EXTRACT TO READ:
I was at Mr. Dickinson’s in October and found them all in usual health. He has returned from Europe and is about publishing a narrative of his travels. Helen was in Kingston on a visit and your friends there were well. I received a letter from Jane Decker and long since which though interesting to me contained no news that would interest you except that Christina Tappan and Mr. Kenyon and Mary DeWitt and Evans are married.
I have the brightest and sweetest little girl imaginable with large dark eyes and silken lashes who bears the hallowed name of Mary. She is twenty months old and is a great comfort to me in the Dr.s’ absence.
I fear many a poor fellow who started for California with high hopes will be sadly disappointed. The accounts that reach us from there are not very encouraging and I fear many an aching heart yearns for the distant fireside where loved ones wait anxiously for those that will return no more.
How is it with you my dear cousin, do you find the Eureka state a glittering humbug? Please write immediately and particularly about everything. Perhaps I may hear from my husband by the next steamer, if so, this letter will do no harm and if you meet with him will serve as an introduction.
If you should find my letter to him still lying in the Post Office and all inquiries for him prove futile, write to me and let me know the worst. Judge Hastings who lived in Sacramento las year and may still be there was a friend of the Dr.s when he lived in Iowa.
Trusting in your friendship, I remain my dear cousin your very sincerely, Ann R. Vaughan, Manchester, Vermont.
There is no evidence that Dr. John M. Vaughan ever reached Sacramento. However, in a Salt Lake City newspaper, The Deseret News, an August 10 story introduces a J.M. Vaughan, as a physician to the community. There are also other mentions in the newspaper over several month’s advertising Dr. Vaughan’s medical services.

WHAT TO PRODUCE: Please retype the part of the letter between "I have the brightest" and "as an introduction.", inclusive. The data are separate material from the letter.

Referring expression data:

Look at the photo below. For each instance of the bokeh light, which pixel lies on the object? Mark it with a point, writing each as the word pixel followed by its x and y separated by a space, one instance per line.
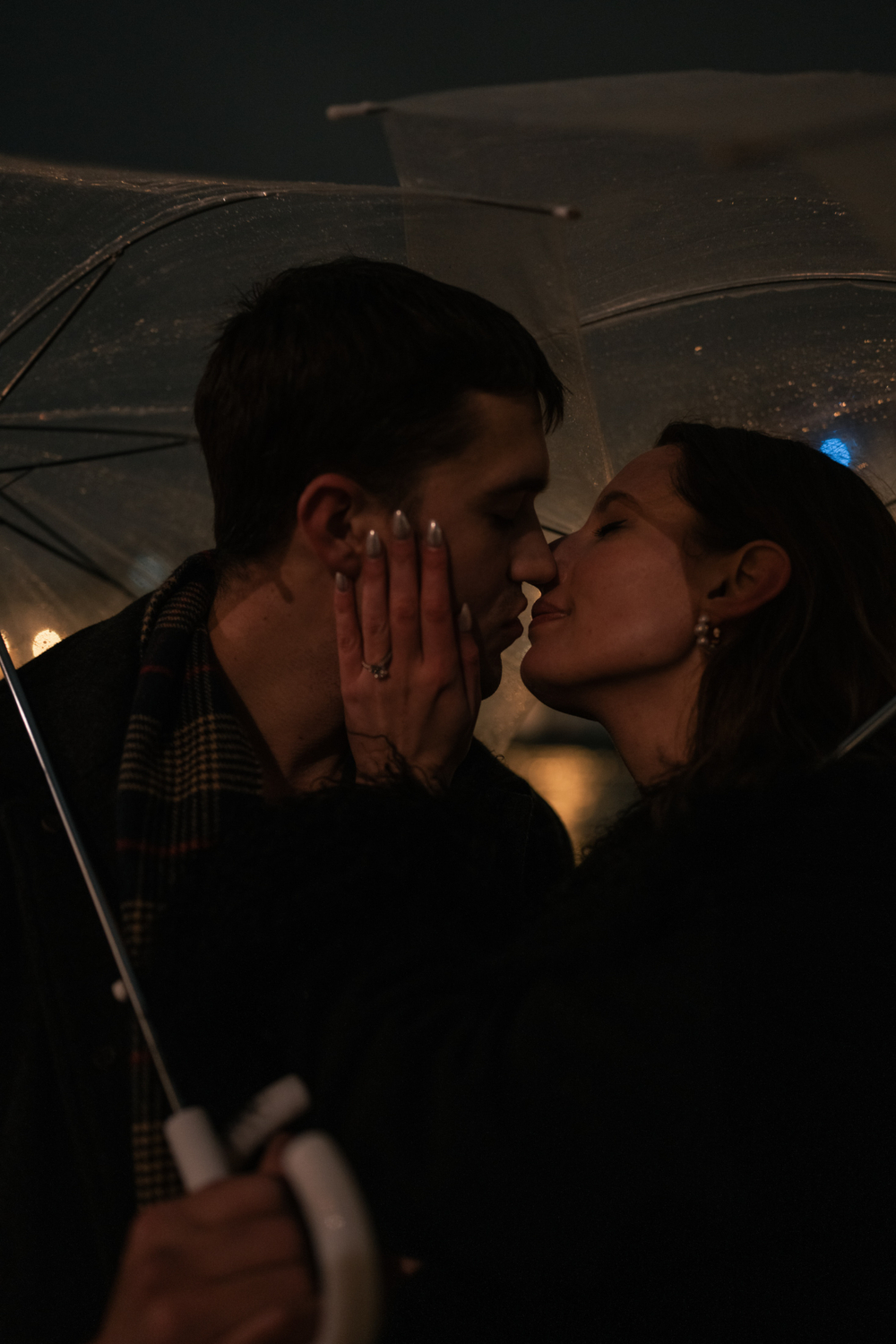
pixel 837 449
pixel 45 640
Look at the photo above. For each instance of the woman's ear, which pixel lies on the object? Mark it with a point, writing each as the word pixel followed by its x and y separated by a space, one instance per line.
pixel 328 519
pixel 754 575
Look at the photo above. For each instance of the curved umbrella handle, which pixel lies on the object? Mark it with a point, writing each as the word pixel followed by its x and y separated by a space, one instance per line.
pixel 324 1187
pixel 341 1236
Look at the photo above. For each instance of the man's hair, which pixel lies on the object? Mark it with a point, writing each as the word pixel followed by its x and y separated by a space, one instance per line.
pixel 349 366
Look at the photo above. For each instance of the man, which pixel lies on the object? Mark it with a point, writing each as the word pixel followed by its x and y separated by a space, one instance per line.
pixel 340 400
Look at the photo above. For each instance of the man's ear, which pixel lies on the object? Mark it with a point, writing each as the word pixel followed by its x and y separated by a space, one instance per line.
pixel 328 516
pixel 753 575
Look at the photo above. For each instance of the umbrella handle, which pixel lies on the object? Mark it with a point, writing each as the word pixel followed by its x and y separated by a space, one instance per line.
pixel 331 1203
pixel 199 1153
pixel 341 1238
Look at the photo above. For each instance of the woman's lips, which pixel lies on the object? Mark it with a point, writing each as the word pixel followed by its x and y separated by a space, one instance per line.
pixel 544 613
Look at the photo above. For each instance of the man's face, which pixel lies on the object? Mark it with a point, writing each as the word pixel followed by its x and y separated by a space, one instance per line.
pixel 484 500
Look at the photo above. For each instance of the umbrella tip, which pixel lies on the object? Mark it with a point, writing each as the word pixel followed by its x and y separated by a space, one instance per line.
pixel 341 110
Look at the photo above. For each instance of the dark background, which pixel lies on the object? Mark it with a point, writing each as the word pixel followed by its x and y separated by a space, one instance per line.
pixel 238 88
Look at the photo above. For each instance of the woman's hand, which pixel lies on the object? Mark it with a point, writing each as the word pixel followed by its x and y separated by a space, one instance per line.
pixel 410 672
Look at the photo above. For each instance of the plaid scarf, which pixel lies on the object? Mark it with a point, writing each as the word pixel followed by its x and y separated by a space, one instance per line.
pixel 185 752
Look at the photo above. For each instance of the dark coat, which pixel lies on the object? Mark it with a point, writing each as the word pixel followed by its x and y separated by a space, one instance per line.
pixel 665 1115
pixel 66 1187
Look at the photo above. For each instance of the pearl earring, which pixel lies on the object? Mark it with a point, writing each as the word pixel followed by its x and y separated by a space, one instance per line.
pixel 707 637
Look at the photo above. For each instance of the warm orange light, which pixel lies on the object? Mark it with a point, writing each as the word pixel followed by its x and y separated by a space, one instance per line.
pixel 45 640
pixel 584 787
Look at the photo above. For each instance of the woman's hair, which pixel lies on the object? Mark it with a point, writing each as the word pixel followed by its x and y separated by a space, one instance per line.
pixel 788 682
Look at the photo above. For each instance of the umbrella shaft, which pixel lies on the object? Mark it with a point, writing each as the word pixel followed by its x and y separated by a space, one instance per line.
pixel 97 895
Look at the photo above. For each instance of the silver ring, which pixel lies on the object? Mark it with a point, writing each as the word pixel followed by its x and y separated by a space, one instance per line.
pixel 379 669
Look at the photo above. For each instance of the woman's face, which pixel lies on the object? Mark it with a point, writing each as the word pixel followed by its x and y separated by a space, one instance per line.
pixel 626 597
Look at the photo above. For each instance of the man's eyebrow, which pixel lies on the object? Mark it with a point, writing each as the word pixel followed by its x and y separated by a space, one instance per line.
pixel 614 497
pixel 522 486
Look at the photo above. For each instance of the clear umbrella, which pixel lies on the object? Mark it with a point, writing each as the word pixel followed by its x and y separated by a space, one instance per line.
pixel 112 288
pixel 735 260
pixel 737 254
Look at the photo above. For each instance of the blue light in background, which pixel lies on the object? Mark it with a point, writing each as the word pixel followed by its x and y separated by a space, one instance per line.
pixel 836 449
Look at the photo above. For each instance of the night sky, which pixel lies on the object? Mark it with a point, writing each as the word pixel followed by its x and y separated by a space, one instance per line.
pixel 238 89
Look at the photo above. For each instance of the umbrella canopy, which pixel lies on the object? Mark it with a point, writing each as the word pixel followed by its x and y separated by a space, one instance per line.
pixel 737 254
pixel 112 289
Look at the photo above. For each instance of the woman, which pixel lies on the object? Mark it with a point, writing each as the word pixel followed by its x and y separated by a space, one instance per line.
pixel 664 1113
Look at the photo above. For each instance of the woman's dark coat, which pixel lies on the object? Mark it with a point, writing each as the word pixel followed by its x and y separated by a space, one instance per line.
pixel 665 1115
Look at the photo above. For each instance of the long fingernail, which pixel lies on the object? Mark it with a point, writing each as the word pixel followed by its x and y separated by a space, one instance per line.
pixel 401 526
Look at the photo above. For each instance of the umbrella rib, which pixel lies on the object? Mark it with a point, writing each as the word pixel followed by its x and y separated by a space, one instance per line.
pixel 32 359
pixel 97 429
pixel 691 296
pixel 39 521
pixel 112 252
pixel 64 556
pixel 93 457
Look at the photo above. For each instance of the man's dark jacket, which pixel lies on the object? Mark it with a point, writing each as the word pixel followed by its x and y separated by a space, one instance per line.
pixel 66 1188
pixel 662 1116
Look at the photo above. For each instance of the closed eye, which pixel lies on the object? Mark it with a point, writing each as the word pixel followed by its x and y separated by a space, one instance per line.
pixel 610 527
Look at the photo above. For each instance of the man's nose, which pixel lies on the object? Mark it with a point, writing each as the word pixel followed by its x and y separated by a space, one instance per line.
pixel 533 561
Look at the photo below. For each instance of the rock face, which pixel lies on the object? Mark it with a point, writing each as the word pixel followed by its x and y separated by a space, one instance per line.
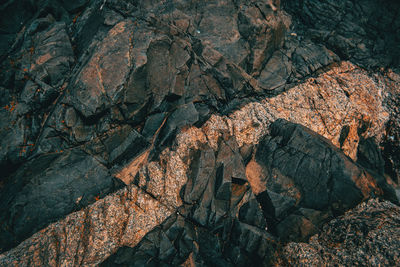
pixel 367 235
pixel 197 133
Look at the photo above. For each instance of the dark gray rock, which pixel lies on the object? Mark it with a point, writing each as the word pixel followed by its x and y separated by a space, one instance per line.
pixel 47 188
pixel 310 173
pixel 367 235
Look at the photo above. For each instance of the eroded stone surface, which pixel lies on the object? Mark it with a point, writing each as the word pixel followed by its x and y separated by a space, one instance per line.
pixel 367 235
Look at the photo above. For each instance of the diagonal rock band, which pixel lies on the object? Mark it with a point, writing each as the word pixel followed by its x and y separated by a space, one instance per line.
pixel 199 133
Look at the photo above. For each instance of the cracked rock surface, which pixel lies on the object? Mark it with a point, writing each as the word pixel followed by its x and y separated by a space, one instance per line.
pixel 199 133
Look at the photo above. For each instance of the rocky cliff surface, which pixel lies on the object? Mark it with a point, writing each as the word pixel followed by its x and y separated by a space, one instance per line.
pixel 199 133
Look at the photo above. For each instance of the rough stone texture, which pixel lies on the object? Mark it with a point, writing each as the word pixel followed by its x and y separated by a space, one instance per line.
pixel 174 99
pixel 366 235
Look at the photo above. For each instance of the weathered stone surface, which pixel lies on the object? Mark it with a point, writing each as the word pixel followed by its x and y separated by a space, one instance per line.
pixel 100 82
pixel 170 98
pixel 48 188
pixel 367 235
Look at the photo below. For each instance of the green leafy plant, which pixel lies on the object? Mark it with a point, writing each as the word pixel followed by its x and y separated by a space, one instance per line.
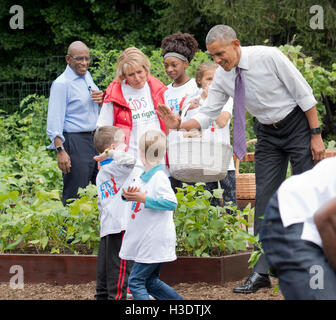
pixel 204 230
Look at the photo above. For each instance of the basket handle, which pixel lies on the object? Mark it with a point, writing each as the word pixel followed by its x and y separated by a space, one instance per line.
pixel 237 160
pixel 184 110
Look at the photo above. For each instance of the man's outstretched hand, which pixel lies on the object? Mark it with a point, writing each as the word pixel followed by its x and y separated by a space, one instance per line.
pixel 171 120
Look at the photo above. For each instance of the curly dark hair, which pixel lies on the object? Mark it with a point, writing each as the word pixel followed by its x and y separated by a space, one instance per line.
pixel 182 43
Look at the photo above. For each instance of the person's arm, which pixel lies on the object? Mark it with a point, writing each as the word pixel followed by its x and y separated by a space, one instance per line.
pixel 97 96
pixel 106 116
pixel 325 220
pixel 226 114
pixel 301 91
pixel 63 159
pixel 120 156
pixel 223 119
pixel 55 123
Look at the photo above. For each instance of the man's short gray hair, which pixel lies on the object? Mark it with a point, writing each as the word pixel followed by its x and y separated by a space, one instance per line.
pixel 220 32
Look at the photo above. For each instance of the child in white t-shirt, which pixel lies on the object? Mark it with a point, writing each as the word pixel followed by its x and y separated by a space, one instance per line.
pixel 218 130
pixel 178 50
pixel 115 166
pixel 150 237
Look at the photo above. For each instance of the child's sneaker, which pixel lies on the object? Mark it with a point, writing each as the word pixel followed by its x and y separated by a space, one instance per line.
pixel 129 294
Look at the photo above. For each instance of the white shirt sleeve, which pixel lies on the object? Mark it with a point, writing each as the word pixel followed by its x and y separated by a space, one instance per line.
pixel 106 117
pixel 292 78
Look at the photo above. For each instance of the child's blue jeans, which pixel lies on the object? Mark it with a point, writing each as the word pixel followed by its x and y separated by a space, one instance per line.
pixel 144 281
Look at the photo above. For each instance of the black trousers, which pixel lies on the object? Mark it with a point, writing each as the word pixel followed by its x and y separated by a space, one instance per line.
pixel 112 272
pixel 83 169
pixel 276 146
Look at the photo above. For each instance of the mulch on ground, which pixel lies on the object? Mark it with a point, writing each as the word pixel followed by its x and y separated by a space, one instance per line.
pixel 197 291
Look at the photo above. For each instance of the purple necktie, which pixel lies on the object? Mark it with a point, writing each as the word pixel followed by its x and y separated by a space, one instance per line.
pixel 239 138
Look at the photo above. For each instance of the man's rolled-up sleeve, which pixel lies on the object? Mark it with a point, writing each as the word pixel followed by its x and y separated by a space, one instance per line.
pixel 56 112
pixel 212 106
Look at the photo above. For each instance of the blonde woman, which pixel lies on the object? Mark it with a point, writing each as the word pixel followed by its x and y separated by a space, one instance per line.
pixel 131 100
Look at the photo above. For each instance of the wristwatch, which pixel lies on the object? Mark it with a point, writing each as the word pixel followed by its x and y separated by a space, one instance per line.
pixel 315 130
pixel 60 148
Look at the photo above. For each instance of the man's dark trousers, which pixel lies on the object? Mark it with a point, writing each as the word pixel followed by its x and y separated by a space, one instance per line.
pixel 81 151
pixel 288 140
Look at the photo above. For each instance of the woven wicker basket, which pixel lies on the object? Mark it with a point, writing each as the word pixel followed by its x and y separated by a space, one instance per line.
pixel 245 182
pixel 197 159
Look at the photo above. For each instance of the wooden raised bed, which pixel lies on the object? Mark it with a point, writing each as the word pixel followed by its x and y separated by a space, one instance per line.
pixel 242 203
pixel 74 269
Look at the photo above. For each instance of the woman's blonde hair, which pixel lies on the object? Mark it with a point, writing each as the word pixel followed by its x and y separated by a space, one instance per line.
pixel 130 58
pixel 201 69
pixel 152 144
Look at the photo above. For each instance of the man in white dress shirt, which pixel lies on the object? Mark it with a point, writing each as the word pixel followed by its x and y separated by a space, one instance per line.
pixel 283 103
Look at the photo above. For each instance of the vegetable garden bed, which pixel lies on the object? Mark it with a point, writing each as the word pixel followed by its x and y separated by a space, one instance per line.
pixel 75 269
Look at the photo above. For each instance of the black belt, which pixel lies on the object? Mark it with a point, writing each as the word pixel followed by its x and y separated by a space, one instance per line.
pixel 284 121
pixel 84 132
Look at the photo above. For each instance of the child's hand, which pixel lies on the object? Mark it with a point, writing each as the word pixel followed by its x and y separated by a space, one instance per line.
pixel 134 194
pixel 194 103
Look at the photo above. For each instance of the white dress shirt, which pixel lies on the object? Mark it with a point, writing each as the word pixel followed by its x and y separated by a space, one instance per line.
pixel 300 196
pixel 273 87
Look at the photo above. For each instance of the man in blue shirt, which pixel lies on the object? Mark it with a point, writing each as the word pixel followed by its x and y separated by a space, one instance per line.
pixel 74 105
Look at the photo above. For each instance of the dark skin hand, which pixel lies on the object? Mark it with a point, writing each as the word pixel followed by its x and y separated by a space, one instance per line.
pixel 325 220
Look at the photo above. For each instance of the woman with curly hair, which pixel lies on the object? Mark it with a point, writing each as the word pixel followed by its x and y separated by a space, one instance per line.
pixel 178 50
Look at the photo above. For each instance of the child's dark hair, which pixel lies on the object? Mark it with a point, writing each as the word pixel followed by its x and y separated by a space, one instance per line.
pixel 204 66
pixel 182 43
pixel 107 135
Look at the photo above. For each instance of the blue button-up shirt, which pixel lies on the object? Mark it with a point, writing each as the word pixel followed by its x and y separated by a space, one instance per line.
pixel 71 108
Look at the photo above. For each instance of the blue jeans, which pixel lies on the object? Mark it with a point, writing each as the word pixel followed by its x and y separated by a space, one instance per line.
pixel 144 281
pixel 301 266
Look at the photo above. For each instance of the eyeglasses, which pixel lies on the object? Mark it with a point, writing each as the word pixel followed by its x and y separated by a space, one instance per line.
pixel 80 59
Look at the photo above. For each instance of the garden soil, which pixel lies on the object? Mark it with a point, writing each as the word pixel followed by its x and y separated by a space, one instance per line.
pixel 197 291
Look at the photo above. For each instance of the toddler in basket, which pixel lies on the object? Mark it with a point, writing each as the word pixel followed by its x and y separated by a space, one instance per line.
pixel 150 237
pixel 219 129
pixel 115 166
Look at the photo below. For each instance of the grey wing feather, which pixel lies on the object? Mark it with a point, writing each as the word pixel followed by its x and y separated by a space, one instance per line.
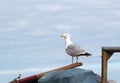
pixel 74 50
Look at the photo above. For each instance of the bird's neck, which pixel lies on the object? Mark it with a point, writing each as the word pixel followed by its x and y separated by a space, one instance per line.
pixel 68 42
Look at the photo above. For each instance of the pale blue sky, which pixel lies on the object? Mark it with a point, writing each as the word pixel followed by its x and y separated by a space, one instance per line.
pixel 30 30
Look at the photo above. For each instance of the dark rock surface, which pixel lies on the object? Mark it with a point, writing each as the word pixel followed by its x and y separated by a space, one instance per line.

ANSWER FOR THE TASK:
I have the brightest and sweetest little girl imaginable with large dark eyes and silken lashes who bears the hallowed name of Mary. She is twenty months old and is a great comfort to me in the Dr.s’ absence.
I fear many a poor fellow who started for California with high hopes will be sadly disappointed. The accounts that reach us from there are not very encouraging and I fear many an aching heart yearns for the distant fireside where loved ones wait anxiously for those that will return no more.
How is it with you my dear cousin, do you find the Eureka state a glittering humbug? Please write immediately and particularly about everything. Perhaps I may hear from my husband by the next steamer, if so, this letter will do no harm and if you meet with him will serve as an introduction.